◆ QUOTED PASSAGE:
Try postnatal yoga. It's a fun way to get your body into great shape, and it can soothe the physical stresses of being a new mom and help recuperate from delivery challenges.
What Is Postnatal Yoga?
Postnatal yoga is a yoga style that is designed specifically for new moms. It embraces calming and restorative poses, and the postures help enhance vitality and increase energy while gently focusing on flexibility and strength.
Many of the poses focus on the pelvic floor and your core muscles, which can become weakened during pregnancy and delivery. It's a transitional yoga practice only during the first few weeks and months after delivery. Once your body is back to normal, you may want to transition to other yoga styles designed to meet your new and changing goals.
Who Can Practice Postnatal Yoga?
Because postnatal yoga is a gentle yoga style aimed at restoring form and function and increasing vitality, it can be practised by anyone. You can practice postnatal yoga whether you had an easy or difficult vaginal delivery or underwent a C-section. Generally, it's recommended to wait to begin postnatal yoga until after you've stopped bleeding. You can also try wearing postpartum band to relieve back, pelvic and hip pain. You can also use birthing ball and pilates ring circle to help your postnatal yoga routine.

◆ DATA EXTRACTS:
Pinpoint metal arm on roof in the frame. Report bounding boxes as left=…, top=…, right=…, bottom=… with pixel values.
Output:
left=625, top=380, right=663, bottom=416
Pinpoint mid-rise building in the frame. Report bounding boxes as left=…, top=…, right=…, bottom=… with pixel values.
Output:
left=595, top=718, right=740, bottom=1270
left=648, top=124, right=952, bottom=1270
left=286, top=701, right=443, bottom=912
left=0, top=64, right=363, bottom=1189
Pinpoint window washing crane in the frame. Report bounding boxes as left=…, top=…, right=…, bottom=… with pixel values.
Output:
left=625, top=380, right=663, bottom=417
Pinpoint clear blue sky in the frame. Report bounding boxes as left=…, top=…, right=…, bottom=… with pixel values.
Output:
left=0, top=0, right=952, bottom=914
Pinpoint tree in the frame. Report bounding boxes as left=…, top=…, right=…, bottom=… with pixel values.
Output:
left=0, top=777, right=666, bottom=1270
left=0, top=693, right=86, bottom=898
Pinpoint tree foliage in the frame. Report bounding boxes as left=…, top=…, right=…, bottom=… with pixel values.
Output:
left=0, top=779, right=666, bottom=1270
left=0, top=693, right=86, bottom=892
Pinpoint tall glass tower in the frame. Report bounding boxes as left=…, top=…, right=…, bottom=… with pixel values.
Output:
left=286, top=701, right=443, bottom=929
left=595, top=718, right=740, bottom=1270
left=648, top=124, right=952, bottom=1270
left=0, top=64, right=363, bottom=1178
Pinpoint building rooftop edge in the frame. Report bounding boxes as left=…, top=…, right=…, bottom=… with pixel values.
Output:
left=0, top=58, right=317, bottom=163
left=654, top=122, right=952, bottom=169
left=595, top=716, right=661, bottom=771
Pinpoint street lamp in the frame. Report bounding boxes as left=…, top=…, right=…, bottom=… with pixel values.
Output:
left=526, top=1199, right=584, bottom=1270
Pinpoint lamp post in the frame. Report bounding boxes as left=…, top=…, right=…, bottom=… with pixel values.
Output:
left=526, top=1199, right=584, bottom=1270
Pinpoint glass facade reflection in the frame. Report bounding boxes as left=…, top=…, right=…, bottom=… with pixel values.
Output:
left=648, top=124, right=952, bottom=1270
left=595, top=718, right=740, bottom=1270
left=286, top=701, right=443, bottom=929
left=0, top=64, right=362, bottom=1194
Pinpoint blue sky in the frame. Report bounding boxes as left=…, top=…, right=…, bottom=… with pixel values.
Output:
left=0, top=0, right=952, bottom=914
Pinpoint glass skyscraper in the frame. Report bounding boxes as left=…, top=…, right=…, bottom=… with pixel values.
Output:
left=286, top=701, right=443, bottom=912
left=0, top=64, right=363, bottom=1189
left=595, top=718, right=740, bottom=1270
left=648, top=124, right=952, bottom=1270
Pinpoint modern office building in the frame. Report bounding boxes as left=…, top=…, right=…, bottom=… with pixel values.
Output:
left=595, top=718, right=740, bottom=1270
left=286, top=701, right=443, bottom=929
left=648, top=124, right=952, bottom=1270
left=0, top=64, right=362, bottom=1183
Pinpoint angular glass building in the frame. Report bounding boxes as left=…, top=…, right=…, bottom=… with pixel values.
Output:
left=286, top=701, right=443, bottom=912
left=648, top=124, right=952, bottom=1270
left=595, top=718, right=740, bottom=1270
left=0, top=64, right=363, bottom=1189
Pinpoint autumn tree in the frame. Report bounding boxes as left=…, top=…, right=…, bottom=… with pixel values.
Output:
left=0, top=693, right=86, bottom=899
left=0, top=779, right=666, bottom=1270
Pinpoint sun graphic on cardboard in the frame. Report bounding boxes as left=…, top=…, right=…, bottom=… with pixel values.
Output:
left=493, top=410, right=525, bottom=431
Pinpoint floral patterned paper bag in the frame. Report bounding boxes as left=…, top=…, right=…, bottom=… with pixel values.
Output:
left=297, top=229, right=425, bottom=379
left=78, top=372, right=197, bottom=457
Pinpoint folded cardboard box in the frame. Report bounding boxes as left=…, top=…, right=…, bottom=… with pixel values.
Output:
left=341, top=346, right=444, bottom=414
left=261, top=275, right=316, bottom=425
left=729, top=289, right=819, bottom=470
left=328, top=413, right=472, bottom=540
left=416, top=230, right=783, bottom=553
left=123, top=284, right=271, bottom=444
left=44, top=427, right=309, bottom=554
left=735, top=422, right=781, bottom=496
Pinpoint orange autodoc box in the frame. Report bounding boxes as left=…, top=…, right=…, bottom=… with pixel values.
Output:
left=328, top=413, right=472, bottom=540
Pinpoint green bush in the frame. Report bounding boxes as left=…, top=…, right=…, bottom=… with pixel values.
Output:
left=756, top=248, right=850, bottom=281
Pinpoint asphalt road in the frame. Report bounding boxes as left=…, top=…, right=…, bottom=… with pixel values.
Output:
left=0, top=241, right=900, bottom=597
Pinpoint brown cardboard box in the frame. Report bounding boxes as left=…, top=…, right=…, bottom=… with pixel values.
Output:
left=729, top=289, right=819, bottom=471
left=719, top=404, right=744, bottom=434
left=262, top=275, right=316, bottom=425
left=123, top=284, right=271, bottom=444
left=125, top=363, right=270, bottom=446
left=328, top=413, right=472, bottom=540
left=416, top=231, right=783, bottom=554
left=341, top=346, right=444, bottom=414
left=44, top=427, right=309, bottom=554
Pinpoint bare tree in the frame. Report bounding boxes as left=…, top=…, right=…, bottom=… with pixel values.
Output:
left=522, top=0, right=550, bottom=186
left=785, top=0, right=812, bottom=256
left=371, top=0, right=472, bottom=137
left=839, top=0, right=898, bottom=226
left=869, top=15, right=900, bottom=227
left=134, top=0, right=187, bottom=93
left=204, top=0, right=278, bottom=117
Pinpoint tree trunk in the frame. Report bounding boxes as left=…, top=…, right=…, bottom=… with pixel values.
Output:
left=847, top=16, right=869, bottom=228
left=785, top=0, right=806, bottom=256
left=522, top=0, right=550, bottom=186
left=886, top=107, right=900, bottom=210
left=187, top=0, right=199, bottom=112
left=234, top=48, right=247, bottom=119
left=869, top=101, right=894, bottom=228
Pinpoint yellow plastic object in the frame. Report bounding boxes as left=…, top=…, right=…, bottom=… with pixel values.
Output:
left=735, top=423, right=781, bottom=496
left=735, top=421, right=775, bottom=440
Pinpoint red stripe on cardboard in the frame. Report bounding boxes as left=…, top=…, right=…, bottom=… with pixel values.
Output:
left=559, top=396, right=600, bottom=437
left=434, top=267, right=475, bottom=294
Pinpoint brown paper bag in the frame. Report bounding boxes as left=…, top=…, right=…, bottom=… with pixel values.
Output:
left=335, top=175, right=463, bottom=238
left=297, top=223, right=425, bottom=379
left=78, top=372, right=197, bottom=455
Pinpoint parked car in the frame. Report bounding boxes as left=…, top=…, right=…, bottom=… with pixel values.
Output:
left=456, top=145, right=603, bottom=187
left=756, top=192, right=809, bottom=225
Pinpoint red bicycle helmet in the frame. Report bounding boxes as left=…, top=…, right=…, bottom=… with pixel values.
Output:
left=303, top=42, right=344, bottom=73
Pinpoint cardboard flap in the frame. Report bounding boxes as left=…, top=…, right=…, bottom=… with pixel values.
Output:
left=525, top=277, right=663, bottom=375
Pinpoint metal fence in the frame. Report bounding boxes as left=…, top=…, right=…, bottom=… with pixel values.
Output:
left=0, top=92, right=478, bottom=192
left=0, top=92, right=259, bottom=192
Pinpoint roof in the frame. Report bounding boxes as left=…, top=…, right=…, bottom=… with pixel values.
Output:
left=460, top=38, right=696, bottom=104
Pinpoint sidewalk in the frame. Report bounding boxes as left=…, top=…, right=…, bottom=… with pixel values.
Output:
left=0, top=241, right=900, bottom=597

◆ EXPLORE THE MATERIAL:
1. According to the postnatal yoga text, why do many of the poses focus on the pelvic floor and core muscles?
2. Write out the part of the postnatal yoga text starting at "Postnatal yoga is a yoga" and ending at "flexibility and strength.".

◆ SOLUTIONS BELOW:
1. Many of the poses focus on the pelvic floor and core muscles because those muscles can become weakened during pregnancy and delivery.

2.
Postnatal yoga is a yoga style that is designed specifically for new moms. It embraces calming and restorative poses, and the postures help enhance vitality and increase energy while gently focusing on flexibility and strength.